* Exercise details: Write out the entries below word for word, starting at their first line and ending with the line "pixel 107 294", including both. Leave the picture out of your copy.

start Data listing

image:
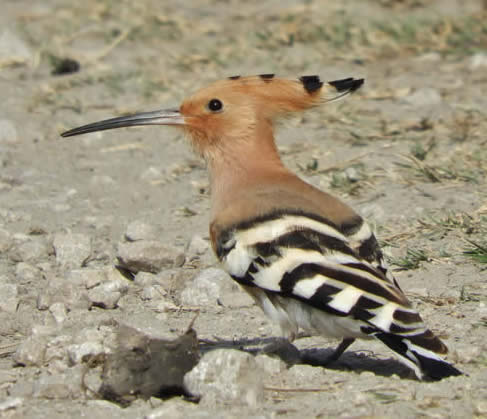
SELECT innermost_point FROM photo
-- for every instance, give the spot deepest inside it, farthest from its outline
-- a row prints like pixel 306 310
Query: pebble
pixel 148 256
pixel 9 296
pixel 213 286
pixel 11 403
pixel 65 385
pixel 101 180
pixel 107 294
pixel 205 289
pixel 466 353
pixel 72 295
pixel 150 293
pixel 270 365
pixel 8 132
pixel 31 351
pixel 478 60
pixel 59 312
pixel 426 96
pixel 5 240
pixel 148 366
pixel 26 273
pixel 71 249
pixel 151 174
pixel 175 409
pixel 87 277
pixel 13 51
pixel 83 352
pixel 227 376
pixel 144 279
pixel 30 250
pixel 139 230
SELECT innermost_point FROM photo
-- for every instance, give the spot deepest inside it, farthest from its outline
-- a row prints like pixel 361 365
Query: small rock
pixel 43 301
pixel 69 293
pixel 83 352
pixel 205 289
pixel 59 312
pixel 270 365
pixel 87 277
pixel 11 403
pixel 30 250
pixel 26 273
pixel 426 96
pixel 144 279
pixel 213 286
pixel 31 351
pixel 71 249
pixel 480 408
pixel 138 230
pixel 224 375
pixel 92 380
pixel 5 240
pixel 429 57
pixel 175 409
pixel 9 299
pixel 478 60
pixel 352 174
pixel 151 174
pixel 466 354
pixel 108 294
pixel 197 246
pixel 147 366
pixel 13 51
pixel 65 385
pixel 8 132
pixel 150 293
pixel 101 180
pixel 148 256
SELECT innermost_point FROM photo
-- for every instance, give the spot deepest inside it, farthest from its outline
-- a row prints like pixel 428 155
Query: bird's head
pixel 234 109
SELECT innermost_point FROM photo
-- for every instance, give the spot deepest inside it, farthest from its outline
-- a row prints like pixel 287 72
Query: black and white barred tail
pixel 306 272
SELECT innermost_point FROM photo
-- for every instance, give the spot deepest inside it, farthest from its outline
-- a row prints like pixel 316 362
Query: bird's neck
pixel 241 164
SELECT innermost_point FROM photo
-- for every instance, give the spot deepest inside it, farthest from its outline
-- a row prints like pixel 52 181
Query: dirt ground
pixel 408 151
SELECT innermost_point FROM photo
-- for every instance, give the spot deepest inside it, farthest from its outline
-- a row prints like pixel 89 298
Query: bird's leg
pixel 342 347
pixel 312 359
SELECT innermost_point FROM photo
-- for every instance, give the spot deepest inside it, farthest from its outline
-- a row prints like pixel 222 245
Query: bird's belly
pixel 292 315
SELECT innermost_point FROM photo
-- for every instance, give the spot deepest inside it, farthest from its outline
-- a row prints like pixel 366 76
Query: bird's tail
pixel 420 353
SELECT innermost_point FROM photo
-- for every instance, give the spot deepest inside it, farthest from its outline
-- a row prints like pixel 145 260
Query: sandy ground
pixel 409 151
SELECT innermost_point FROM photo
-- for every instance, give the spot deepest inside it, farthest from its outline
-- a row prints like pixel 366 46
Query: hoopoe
pixel 308 260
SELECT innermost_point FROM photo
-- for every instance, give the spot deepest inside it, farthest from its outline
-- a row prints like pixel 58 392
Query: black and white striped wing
pixel 307 258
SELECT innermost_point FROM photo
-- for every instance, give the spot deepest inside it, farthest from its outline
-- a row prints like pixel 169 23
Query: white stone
pixel 82 352
pixel 8 132
pixel 227 376
pixel 425 96
pixel 148 256
pixel 71 249
pixel 59 312
pixel 197 246
pixel 9 296
pixel 13 51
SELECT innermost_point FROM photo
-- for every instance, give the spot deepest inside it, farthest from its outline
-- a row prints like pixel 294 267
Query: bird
pixel 308 260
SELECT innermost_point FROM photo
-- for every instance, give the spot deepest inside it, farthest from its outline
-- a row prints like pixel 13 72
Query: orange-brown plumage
pixel 307 259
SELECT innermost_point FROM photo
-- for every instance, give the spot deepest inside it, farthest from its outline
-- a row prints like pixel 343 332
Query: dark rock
pixel 145 366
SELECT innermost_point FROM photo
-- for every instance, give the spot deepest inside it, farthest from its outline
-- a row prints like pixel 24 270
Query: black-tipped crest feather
pixel 311 83
pixel 350 84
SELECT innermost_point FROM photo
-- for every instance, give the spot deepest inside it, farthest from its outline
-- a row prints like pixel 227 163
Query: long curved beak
pixel 161 117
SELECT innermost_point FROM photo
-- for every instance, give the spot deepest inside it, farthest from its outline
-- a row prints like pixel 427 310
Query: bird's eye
pixel 215 105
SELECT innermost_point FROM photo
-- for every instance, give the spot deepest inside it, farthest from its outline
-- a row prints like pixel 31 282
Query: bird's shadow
pixel 357 361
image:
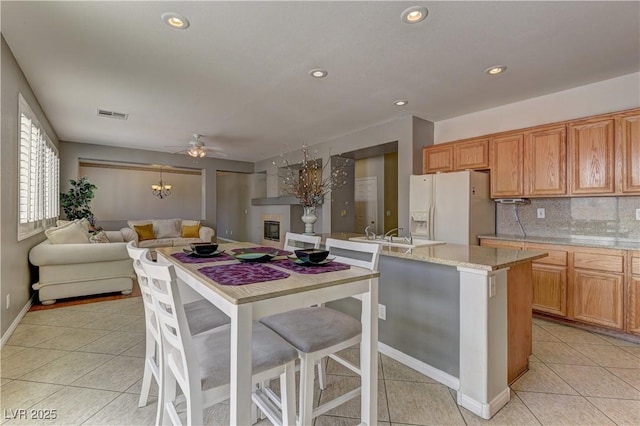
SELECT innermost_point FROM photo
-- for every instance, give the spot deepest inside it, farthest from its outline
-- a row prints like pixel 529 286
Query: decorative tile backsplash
pixel 598 217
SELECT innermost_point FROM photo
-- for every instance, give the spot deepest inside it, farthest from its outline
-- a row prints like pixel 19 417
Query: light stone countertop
pixel 457 255
pixel 580 241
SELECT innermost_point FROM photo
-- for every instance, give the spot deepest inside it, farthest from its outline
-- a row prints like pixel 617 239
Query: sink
pixel 399 243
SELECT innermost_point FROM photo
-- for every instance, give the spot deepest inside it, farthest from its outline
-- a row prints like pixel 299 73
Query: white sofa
pixel 167 233
pixel 81 269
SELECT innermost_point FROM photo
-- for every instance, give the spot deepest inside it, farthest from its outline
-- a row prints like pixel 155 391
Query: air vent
pixel 112 114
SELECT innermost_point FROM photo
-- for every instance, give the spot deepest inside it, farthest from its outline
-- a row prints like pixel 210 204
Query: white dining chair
pixel 318 331
pixel 199 365
pixel 293 241
pixel 201 316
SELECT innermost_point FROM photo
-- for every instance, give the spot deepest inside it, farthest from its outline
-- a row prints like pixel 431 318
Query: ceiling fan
pixel 196 148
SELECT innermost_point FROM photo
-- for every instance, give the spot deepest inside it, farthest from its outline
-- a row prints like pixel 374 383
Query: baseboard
pixel 421 367
pixel 6 336
pixel 486 411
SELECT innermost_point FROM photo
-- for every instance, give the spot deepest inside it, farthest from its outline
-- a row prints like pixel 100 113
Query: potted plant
pixel 75 203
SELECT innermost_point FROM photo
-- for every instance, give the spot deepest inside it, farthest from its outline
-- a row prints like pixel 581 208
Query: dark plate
pixel 194 254
pixel 254 257
pixel 306 262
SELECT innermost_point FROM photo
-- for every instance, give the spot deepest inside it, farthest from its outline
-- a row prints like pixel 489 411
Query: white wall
pixel 616 94
pixel 15 274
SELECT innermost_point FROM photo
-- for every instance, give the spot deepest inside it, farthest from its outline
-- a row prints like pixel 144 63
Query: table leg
pixel 240 380
pixel 369 355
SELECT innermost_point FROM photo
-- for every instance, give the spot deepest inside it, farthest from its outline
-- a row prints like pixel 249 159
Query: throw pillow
pixel 99 237
pixel 145 232
pixel 71 233
pixel 192 231
pixel 166 228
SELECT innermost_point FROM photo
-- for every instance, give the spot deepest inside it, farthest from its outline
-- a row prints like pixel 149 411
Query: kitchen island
pixel 458 314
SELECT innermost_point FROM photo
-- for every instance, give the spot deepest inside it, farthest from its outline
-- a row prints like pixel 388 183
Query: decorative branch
pixel 308 183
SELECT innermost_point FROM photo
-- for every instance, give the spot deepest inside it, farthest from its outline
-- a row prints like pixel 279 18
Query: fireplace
pixel 272 230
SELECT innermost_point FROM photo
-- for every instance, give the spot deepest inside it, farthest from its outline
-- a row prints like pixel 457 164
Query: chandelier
pixel 161 189
pixel 197 151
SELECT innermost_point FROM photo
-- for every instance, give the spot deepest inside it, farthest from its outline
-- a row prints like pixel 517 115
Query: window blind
pixel 38 174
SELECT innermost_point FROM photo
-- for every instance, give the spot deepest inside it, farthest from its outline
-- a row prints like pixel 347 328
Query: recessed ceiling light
pixel 496 69
pixel 175 20
pixel 414 14
pixel 318 73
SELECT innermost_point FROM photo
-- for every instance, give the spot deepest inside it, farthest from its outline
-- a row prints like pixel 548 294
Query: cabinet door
pixel 629 134
pixel 592 157
pixel 437 159
pixel 598 298
pixel 506 166
pixel 550 289
pixel 545 160
pixel 471 155
pixel 633 325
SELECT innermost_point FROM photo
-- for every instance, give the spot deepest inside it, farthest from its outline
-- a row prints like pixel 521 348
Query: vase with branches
pixel 309 182
pixel 76 202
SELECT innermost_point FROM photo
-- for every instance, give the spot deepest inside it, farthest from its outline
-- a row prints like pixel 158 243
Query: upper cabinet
pixel 437 158
pixel 471 155
pixel 598 155
pixel 629 141
pixel 592 148
pixel 507 166
pixel 545 161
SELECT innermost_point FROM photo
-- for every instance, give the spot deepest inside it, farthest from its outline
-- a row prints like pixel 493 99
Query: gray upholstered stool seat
pixel 203 316
pixel 213 351
pixel 314 328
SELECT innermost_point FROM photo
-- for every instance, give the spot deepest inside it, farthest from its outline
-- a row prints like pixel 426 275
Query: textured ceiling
pixel 239 74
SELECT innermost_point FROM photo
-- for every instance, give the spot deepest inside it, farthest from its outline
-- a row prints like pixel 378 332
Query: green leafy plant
pixel 75 203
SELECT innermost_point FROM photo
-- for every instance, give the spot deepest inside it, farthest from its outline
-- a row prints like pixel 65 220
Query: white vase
pixel 309 218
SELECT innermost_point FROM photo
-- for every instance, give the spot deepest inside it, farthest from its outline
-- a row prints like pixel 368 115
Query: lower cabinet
pixel 588 285
pixel 598 298
pixel 550 289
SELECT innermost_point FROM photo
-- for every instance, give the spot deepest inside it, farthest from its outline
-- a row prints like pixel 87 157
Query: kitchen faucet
pixel 389 233
pixel 369 233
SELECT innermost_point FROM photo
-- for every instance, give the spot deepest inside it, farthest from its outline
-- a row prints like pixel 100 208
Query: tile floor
pixel 85 362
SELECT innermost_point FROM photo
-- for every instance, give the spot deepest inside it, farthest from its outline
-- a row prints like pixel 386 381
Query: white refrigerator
pixel 452 207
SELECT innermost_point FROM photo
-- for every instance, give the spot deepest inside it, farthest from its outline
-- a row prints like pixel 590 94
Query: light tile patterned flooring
pixel 85 362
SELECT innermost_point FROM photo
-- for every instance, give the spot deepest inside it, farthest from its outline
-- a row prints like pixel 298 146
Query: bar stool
pixel 199 365
pixel 319 331
pixel 201 315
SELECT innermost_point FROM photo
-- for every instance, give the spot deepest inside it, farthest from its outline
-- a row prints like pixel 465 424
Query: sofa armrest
pixel 206 234
pixel 129 234
pixel 46 253
pixel 114 236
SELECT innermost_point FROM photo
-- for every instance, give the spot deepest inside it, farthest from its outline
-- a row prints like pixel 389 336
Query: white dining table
pixel 247 303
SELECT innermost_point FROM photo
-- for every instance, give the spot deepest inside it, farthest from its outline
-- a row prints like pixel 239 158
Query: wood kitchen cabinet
pixel 592 154
pixel 545 161
pixel 598 287
pixel 471 155
pixel 437 158
pixel 549 280
pixel 506 163
pixel 633 305
pixel 628 135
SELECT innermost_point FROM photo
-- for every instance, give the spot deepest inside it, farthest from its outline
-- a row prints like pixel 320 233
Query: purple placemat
pixel 263 250
pixel 185 258
pixel 242 273
pixel 314 269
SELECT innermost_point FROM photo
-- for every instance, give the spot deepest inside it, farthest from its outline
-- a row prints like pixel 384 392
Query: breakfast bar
pixel 458 314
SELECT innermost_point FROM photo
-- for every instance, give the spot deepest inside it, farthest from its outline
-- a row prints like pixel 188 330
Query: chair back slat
pixel 176 336
pixel 353 253
pixel 293 241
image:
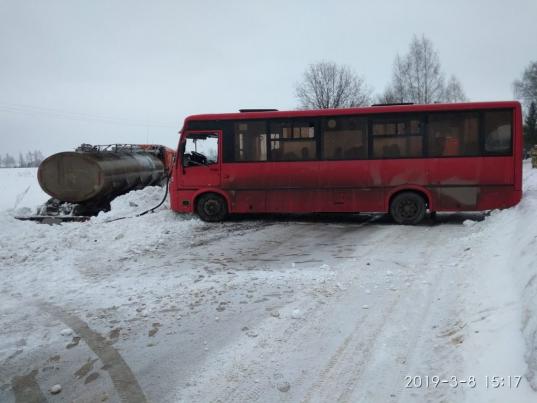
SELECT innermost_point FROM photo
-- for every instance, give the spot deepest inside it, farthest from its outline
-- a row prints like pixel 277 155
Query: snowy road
pixel 165 308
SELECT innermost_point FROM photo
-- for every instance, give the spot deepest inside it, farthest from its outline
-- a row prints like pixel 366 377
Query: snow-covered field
pixel 166 308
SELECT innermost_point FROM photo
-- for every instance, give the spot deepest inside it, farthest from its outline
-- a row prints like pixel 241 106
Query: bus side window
pixel 453 134
pixel 251 140
pixel 397 136
pixel 344 137
pixel 292 141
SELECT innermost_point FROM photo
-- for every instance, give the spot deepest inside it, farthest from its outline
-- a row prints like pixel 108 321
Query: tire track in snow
pixel 121 375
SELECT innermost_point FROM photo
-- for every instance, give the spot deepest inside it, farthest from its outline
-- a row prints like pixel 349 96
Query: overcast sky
pixel 74 71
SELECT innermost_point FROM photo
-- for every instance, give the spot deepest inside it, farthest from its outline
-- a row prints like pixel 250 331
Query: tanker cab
pixel 200 153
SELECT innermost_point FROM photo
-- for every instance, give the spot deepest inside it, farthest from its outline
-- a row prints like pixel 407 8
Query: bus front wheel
pixel 408 208
pixel 211 207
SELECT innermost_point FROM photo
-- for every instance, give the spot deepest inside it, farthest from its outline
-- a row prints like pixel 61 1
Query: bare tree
pixel 417 77
pixel 526 87
pixel 328 85
pixel 453 91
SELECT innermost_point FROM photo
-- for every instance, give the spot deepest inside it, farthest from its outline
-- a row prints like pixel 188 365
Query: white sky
pixel 74 71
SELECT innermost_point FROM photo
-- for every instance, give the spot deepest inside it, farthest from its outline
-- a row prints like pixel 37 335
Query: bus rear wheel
pixel 211 207
pixel 408 208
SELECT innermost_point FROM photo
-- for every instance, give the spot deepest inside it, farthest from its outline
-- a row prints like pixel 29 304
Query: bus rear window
pixel 497 131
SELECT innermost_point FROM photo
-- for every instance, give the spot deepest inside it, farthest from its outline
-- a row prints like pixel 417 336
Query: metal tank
pixel 94 175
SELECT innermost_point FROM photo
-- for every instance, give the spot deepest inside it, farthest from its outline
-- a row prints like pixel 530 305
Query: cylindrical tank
pixel 77 177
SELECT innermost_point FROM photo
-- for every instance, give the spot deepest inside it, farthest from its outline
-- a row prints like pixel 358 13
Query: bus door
pixel 200 159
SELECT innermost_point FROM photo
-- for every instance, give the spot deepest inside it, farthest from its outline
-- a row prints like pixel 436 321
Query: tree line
pixel 417 77
pixel 30 159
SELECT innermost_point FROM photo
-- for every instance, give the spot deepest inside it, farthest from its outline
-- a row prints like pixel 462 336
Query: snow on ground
pixel 19 189
pixel 166 308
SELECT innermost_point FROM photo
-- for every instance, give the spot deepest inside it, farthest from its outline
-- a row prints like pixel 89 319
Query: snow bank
pixel 19 189
pixel 502 309
pixel 133 203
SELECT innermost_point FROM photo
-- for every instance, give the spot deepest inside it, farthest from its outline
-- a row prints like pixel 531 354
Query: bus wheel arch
pixel 408 206
pixel 211 206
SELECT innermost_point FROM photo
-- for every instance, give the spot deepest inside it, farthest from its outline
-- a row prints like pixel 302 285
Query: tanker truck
pixel 83 182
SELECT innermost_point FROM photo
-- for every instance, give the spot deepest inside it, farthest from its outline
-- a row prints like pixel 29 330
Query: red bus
pixel 399 159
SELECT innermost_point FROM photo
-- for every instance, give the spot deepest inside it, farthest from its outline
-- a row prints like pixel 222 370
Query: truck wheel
pixel 211 207
pixel 407 208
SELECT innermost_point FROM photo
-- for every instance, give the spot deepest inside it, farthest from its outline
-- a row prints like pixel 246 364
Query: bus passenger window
pixel 397 137
pixel 498 137
pixel 251 141
pixel 453 134
pixel 200 149
pixel 344 138
pixel 292 141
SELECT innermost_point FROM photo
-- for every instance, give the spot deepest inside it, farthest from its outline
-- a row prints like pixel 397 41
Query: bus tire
pixel 408 208
pixel 211 207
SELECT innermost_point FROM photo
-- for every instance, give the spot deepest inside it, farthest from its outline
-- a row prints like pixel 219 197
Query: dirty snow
pixel 167 308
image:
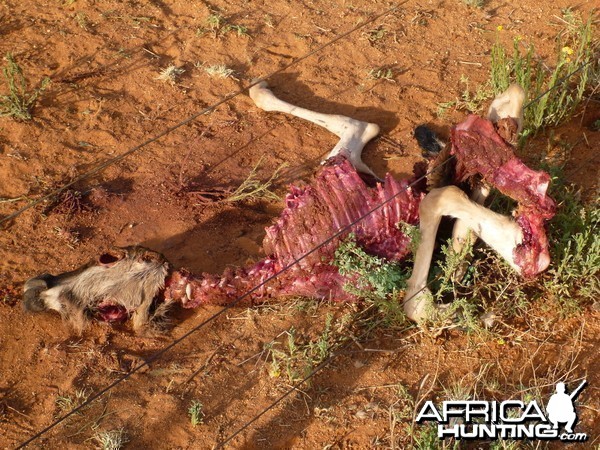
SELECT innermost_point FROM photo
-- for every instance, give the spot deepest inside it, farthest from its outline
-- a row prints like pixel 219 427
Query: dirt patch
pixel 103 59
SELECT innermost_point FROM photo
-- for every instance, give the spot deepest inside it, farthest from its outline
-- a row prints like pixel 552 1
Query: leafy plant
pixel 374 280
pixel 195 412
pixel 294 360
pixel 218 26
pixel 19 102
pixel 576 50
pixel 111 439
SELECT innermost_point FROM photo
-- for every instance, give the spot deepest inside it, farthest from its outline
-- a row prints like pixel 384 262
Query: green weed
pixel 217 26
pixel 196 413
pixel 468 101
pixel 19 102
pixel 67 403
pixel 293 360
pixel 576 50
pixel 373 279
pixel 112 439
pixel 383 73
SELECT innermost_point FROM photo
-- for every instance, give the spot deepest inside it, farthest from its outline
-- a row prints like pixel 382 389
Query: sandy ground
pixel 103 59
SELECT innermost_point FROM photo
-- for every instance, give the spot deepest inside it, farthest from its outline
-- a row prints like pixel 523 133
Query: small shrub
pixel 195 412
pixel 19 102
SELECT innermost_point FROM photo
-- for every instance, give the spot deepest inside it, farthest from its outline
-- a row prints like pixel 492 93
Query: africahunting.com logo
pixel 509 419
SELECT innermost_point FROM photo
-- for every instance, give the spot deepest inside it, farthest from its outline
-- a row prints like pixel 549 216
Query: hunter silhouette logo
pixel 560 407
pixel 509 419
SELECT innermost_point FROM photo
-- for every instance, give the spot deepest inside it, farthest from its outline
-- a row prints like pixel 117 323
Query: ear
pixel 32 300
pixel 508 104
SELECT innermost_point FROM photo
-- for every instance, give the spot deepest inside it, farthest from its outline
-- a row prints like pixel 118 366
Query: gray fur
pixel 133 282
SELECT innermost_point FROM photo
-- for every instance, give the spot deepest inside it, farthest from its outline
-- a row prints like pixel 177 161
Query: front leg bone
pixel 508 104
pixel 353 134
pixel 501 233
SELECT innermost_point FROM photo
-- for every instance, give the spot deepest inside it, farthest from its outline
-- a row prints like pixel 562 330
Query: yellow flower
pixel 567 50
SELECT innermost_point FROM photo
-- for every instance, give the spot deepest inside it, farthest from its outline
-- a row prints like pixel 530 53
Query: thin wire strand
pixel 333 356
pixel 193 117
pixel 239 299
pixel 227 307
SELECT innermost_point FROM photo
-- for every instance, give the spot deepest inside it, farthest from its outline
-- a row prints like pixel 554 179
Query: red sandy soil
pixel 103 58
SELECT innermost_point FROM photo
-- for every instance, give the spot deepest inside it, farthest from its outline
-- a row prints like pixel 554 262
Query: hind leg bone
pixel 500 232
pixel 353 134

end Data listing

* Reply to the task:
image:
SELECT innermost_point FROM photo
-- for every instance, give the spot deepest inside it, farthest from its outline
-- a row prints like pixel 306 310
Query: pebble
pixel 148 256
pixel 9 296
pixel 213 286
pixel 11 403
pixel 65 385
pixel 101 180
pixel 107 294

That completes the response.